Also my BIL(hubbys older brother) was going through a divorce with his wife around the same time my parents were. One night my hubby and I and our son went for a walk and I could tell something was bothering my hubby. After a few mins of asking what was wrong he told me his brother and sils marriage was getting worst they were considering divorce. He mentioned how his mom texted him earlier that she was very concerned for his brother and his situation. (Mind you at this point I knew everything that was happening in their marriage because my hubby and BIL would talk on the phone and he would tell my hubby everything that was going on with him and his wife.) Well then my hubby mentioned that his mom told her her concerns then at the end of their conversation told my hubby not to say a word to me about what was going on with my BIL and his wife's marriage. This made me so pissed I told my hubby why is she asking you to keep secrets from me. Your mom has never respected me as your wife. How the F is she going to ask me every personal thing that's going on between MY family and parents and when I tell her I dont want to talk about it she keeps persisting and nagging but when it comes to "her family" all of a sudden I'm not allowed to know a single thing that goes on. I told him I hope you told her how that is wrong of her to tell you to keep a secret from your wife. It just goes to show again she doesn't consider me as part of the family. It's not like I just met you and had your babies Ive been apart of the family for 10 years and married to her son for 4 years. This is one of the many reasons I can't trust this lady or respect her.

_Work instructions_
List every length of time given in the post about the husband's mother.

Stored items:

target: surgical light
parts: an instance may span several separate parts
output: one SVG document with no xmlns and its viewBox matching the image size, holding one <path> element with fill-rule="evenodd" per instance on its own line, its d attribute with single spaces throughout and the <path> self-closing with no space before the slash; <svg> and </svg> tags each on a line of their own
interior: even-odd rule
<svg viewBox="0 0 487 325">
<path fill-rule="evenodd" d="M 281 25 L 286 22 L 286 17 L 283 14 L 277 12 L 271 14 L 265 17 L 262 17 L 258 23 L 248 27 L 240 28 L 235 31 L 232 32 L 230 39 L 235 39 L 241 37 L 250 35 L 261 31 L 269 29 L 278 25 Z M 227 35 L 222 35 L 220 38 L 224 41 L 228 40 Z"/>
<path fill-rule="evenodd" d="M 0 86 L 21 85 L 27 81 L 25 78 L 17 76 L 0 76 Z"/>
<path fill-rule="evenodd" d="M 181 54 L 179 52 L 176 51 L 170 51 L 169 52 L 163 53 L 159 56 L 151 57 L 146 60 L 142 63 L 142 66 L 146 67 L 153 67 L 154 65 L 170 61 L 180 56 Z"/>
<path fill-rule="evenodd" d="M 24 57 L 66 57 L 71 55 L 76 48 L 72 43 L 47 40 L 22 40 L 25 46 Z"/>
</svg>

_Response below_
- a few mins
- 10 years
- 4 years